### PROBLEM DETAILS
Copy every line of the data below word for word, without changing anything.

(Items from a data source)
* begin *

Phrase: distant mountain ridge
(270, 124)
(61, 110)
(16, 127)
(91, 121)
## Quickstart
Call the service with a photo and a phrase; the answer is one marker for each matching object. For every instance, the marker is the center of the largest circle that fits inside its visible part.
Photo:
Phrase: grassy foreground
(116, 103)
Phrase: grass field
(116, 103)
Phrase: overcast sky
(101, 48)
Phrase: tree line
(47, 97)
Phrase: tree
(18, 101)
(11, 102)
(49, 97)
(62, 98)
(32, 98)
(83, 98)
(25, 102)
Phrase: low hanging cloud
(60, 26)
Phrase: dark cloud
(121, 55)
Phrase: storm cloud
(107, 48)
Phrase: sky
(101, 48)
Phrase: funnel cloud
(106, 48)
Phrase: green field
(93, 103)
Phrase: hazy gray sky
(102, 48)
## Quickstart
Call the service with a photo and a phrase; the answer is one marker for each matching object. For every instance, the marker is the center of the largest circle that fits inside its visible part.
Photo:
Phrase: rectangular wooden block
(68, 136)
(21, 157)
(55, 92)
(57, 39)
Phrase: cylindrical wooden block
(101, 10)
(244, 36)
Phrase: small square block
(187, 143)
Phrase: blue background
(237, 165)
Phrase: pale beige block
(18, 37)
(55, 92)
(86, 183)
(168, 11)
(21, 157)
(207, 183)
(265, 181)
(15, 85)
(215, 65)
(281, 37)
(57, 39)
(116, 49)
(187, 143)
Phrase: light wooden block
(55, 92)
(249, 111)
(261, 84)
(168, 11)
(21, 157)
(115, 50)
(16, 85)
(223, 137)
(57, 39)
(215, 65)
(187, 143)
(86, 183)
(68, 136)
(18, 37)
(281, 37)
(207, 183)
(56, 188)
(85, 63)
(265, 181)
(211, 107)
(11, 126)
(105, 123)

* end *

### EXPECTED ANSWER
Phrase: distant mountain ridge
(270, 124)
(61, 110)
(16, 127)
(91, 121)
## Quickstart
Call the service with a photo and a phrase; the answer is one marker for each matching object. For every instance, the marker is the center of the largest circle that fits inside its visible part.
Photo:
Phrase: grassy foreground
(116, 103)
Phrase: grass field
(116, 103)
Phrase: overcast sky
(101, 48)
Phrase: tree line
(47, 97)
Phrase: tree
(18, 101)
(11, 102)
(49, 97)
(62, 98)
(32, 98)
(83, 98)
(25, 102)
Phrase: low hanging cloud
(60, 26)
Phrase: dark cloud
(121, 55)
Phrase: storm cloud
(107, 48)
Phrase: sky
(101, 48)
Phrase: funnel cloud
(106, 48)
Phrase: green field
(93, 103)
Phrase: hazy gray sky
(102, 48)
## Quickstart
Call the service with a photo and a phrase; the answer is one marker for each matching object. For every instance, the marker is the center of the largest circle that fits inside its visible part.
Photo:
Phrase: rectangular wooden block
(68, 136)
(21, 157)
(55, 92)
(57, 39)
Phrase: cylindrical wooden block
(101, 10)
(244, 36)
Phrase: small square block
(187, 143)
Phrase: blue background
(237, 165)
Phrase: pale beige block
(18, 37)
(55, 92)
(86, 183)
(168, 11)
(21, 157)
(207, 183)
(265, 181)
(15, 85)
(215, 65)
(281, 37)
(57, 39)
(116, 49)
(187, 143)
Phrase: light wooden block
(55, 92)
(249, 111)
(261, 84)
(168, 11)
(21, 157)
(115, 50)
(16, 85)
(223, 137)
(57, 39)
(215, 65)
(187, 143)
(86, 183)
(68, 136)
(18, 37)
(281, 37)
(207, 183)
(56, 188)
(85, 63)
(265, 181)
(211, 107)
(11, 126)
(105, 123)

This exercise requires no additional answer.